Copy each line below that includes "tree".

═══ The records

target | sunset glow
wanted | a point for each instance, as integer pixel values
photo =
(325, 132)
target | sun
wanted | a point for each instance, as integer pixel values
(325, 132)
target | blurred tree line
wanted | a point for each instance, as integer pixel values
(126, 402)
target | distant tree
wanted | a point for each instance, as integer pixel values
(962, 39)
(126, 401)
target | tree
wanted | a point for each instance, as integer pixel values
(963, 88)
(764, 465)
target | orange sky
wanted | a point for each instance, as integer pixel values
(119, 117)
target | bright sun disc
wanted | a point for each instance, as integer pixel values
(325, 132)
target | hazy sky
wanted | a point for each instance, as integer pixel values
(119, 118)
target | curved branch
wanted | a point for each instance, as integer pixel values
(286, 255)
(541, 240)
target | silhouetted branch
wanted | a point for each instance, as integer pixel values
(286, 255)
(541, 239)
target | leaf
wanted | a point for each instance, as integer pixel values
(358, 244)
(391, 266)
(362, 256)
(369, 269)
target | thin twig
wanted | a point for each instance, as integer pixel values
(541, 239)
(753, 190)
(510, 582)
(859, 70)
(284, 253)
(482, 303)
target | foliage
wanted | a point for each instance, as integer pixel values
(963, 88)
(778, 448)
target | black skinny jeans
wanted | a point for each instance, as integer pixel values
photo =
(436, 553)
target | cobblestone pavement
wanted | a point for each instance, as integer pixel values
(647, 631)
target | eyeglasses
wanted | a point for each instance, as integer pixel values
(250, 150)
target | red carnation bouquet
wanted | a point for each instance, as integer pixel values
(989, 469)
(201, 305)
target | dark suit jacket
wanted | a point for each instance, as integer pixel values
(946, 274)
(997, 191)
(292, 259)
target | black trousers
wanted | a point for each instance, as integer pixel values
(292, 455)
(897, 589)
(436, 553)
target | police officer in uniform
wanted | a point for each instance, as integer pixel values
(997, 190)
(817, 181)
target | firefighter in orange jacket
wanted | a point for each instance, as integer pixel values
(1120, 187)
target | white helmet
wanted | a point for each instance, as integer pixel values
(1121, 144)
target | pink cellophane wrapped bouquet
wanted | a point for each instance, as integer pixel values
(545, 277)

══════

Solution for this task
target | blurred tree line
target | distant tree
target | tree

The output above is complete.